◆ **Documento**
- - - - -
CAMBIO DE GUARDIA

¿QUÉ DESFILE?

GABRIEL ALBIAC

Solo limpiar esa mugre nos dejará decir que somos españoles sin avergonzarnos de ello

NO era fácil recuperar España. Cuando el invierno de 1975 nos trajo la muerte por extinción lentísima del dictador, éramos huérfanos de patria todos aquellos que, frente al franquismo, fuimos desposeídos aun de eso. Otros, sin duda, lo tuvieron más sencillo. Eso supongo. Más sencillo lo tuvieron, desde luego, quienes, bajo la dictadura, se supieron a gusto y medraron en el clima de sus huecas retóricas. Más sencillo también, los que decidieron ser a todo indiferentes, y optaron por sobrevivir sin libertad como quien opta por salir a la calle en un día de lluvia: con mucha resignación y un buen paraguas. Más aún, sobre todo, sencillo fue para la siempre mayoritaria multitud de quienes nada se preguntan: para toda esa gente, España era Franco. Y punto. Y las necias retóricas de aquel casi medio siglo de sordideces eran sorbidas como únicas evidencias sólidas en este perro mundo. Y fue ese, al fin, el más devastador efecto de la dictadura. Y en él se consumó la forja del no-ciudadano.

Nadie que quiera entender las paradojas presentes debe olvidar eso: «España» fue, desde 1939 hasta 1975, la bofetada verbal que se esgrimía contra quienes combatían a la dictadura: contra las pocas gentes que se empecinaron en ser libres. Una palabra secuestrada, a la cual el franquismo trocó en sinónimo suyo. Y la mayor victoria de la dictadura fue extender esa evidencia, mucho más allá del círculo de sus beneficiarios. Hasta identificar a la nación con su propio «Movimiento». Siervas multitudes, como pocos hombres libres, todos quedamos presos en aquella identificación simiesca.
- - - - -
Copia de nuevo la columna sobre el franquismo desde "Nadie que quiera" hasta "aquella identificación simiesca." y cambia "dictadura" por "tiranía".

Datos de anotación de ubicación de objetos
- - - - -
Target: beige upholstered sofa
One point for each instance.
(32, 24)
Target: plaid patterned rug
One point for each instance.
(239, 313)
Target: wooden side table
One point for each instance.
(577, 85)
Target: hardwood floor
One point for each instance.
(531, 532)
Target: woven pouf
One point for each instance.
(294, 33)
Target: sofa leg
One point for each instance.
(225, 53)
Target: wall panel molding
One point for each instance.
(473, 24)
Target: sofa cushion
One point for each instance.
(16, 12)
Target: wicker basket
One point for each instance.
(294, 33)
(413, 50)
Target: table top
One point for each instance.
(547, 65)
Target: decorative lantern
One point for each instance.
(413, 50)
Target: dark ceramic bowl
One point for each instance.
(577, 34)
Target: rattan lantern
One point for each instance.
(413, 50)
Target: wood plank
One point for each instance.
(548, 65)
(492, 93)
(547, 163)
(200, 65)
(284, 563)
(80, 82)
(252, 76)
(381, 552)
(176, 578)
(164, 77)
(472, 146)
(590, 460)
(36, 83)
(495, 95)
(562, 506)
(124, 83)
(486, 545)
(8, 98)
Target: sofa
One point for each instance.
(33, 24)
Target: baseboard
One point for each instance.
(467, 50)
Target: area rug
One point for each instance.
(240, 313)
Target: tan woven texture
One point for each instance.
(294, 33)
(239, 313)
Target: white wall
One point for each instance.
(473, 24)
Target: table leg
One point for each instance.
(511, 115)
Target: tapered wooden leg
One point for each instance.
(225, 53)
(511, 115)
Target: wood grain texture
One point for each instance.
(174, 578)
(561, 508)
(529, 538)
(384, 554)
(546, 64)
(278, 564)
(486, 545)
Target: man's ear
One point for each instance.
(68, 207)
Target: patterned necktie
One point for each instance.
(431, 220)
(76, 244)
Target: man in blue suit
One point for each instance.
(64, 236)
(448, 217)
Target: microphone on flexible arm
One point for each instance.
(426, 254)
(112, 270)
- - - - -
◆ **Tarea resuelta**
Nadie que quiera entender las paradojas presentes debe olvidar eso: «España» fue, desde 1939 hasta 1975, la bofetada verbal que se esgrimía contra quienes combatían a la tiranía: contra las pocas gentes que se empecinaron en ser libres. Una palabra secuestrada, a la cual el franquismo trocó en sinónimo suyo. Y la mayor victoria de la tiranía fue extender esa evidencia, mucho más allá del círculo de sus beneficiarios. Hasta identificar a la nación con su propio «Movimiento». Siervas multitudes, como pocos hombres libres, todos quedamos presos en aquella identificación simiesca.